Extracted material.
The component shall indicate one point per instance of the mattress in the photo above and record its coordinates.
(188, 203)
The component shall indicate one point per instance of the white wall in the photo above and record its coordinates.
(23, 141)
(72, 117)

Instructions to follow.
Write out the whole listing above line for line, without changing a single character.

Solution for this task.
The component shall indicate one point per instance of the mattress in the photo above and record its coordinates.
(188, 203)
The component shall indicate one point per instance of the white wall in the photo above and record its coordinates.
(23, 141)
(72, 117)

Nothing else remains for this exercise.